Information given:
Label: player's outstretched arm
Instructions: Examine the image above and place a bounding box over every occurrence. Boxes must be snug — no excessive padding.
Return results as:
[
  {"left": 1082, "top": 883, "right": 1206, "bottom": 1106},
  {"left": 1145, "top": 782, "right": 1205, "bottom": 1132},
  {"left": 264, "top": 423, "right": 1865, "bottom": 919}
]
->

* * *

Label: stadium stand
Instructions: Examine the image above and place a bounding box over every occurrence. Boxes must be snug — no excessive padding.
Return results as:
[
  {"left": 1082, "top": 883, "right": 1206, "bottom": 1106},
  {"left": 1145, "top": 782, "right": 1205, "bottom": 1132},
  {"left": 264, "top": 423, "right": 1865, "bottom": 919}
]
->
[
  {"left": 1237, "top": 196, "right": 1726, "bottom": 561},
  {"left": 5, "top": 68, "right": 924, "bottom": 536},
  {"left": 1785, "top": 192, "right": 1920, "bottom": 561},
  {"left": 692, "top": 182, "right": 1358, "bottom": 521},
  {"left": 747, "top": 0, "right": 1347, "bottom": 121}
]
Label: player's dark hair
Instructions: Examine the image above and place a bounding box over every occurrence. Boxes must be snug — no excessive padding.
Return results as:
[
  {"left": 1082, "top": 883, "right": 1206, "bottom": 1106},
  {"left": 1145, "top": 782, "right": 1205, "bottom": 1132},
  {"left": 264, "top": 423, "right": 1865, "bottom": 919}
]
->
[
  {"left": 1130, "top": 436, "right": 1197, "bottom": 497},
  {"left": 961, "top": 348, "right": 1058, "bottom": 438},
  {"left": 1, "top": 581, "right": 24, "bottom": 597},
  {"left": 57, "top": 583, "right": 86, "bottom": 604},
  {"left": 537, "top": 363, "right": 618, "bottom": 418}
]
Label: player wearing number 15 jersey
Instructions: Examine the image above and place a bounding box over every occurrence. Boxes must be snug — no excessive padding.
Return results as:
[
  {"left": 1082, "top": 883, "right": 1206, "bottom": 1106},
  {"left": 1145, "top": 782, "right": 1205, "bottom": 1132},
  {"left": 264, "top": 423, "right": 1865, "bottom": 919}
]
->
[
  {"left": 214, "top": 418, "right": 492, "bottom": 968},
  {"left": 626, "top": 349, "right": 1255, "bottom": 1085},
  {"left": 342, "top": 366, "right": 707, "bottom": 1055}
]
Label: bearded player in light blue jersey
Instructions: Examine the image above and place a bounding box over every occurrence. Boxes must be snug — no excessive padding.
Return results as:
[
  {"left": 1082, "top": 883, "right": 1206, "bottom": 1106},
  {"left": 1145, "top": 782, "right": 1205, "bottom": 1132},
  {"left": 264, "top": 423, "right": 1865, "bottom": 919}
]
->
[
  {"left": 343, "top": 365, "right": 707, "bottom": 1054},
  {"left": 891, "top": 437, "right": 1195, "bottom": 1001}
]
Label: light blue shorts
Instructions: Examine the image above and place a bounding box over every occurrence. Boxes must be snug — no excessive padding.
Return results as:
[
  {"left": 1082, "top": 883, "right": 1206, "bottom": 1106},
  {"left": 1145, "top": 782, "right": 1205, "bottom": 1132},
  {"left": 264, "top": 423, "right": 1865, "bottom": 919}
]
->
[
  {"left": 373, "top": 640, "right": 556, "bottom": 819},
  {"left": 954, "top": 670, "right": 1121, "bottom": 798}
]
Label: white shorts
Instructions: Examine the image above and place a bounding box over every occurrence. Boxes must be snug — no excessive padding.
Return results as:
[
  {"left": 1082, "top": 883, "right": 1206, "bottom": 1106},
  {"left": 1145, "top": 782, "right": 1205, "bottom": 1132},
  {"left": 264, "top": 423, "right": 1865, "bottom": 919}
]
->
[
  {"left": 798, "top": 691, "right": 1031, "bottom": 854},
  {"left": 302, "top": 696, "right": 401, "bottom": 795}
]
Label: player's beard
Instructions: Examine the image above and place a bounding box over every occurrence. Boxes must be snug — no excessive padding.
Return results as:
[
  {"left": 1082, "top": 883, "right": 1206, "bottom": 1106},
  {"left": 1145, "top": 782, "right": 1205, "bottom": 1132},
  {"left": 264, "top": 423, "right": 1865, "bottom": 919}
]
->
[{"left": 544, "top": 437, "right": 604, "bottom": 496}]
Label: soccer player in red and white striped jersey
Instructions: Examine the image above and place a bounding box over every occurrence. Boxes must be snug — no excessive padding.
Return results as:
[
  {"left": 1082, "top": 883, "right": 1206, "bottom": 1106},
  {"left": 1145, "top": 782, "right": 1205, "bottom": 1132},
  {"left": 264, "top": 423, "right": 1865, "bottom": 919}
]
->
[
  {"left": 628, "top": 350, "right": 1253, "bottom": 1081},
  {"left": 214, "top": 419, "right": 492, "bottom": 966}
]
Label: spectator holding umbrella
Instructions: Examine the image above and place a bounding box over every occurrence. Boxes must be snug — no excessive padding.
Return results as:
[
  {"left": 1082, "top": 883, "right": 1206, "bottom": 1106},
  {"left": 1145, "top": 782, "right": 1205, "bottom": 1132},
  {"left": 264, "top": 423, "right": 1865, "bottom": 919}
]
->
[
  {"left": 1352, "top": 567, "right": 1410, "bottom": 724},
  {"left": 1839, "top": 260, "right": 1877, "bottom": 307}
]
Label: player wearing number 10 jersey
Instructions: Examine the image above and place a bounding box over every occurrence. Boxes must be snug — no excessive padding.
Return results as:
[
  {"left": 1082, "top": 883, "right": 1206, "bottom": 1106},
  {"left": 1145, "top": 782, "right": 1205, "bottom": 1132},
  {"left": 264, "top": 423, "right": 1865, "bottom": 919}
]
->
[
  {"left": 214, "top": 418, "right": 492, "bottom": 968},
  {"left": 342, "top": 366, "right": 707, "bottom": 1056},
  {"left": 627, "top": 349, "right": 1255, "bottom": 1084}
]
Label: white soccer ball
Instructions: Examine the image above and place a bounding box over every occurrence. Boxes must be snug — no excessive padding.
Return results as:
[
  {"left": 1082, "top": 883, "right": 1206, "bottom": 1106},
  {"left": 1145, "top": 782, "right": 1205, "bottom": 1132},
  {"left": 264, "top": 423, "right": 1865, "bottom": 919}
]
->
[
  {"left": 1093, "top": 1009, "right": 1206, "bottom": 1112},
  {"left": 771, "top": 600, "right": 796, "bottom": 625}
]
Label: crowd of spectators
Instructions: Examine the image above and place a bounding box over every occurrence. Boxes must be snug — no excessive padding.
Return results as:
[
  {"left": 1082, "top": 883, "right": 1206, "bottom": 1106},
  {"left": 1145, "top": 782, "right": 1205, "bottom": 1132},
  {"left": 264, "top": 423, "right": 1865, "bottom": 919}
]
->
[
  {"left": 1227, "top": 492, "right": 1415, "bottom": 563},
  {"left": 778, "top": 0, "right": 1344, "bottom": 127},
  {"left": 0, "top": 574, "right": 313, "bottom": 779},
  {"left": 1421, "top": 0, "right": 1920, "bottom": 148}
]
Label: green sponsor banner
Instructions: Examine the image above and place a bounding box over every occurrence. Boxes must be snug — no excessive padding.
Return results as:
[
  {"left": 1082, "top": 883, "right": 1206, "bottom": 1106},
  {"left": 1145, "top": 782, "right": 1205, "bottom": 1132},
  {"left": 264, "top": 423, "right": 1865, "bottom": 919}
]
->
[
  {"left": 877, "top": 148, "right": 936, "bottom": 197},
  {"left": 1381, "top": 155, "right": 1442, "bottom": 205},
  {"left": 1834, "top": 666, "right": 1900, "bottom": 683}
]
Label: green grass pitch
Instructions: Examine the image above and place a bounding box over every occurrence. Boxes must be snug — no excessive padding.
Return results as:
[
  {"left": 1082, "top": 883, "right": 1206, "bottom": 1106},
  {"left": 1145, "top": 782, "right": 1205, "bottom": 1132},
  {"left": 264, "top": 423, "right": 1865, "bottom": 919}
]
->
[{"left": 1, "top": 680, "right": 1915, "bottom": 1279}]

--

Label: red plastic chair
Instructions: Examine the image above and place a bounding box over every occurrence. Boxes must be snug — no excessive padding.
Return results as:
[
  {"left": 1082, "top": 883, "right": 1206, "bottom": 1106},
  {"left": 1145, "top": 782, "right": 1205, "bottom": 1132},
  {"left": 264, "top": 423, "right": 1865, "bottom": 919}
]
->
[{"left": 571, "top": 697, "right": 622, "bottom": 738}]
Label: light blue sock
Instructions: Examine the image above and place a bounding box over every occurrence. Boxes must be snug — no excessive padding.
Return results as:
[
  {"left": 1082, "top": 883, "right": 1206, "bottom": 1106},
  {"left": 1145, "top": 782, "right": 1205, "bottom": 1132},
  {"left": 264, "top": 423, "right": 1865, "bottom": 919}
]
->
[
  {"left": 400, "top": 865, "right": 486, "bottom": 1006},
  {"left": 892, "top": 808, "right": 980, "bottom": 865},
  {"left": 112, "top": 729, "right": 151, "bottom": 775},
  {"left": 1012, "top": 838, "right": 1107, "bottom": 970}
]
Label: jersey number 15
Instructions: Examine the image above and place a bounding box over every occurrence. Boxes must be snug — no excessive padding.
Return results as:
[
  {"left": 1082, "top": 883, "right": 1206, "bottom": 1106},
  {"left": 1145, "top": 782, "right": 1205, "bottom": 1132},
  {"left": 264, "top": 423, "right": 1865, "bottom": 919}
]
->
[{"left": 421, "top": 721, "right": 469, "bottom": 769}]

Work instructions: Go through the records above. Copy each line in which the string "white" appears.

Reply to the task:
Label: white shorts
Label: soccer player in red and white striped jersey
Label: white soccer ball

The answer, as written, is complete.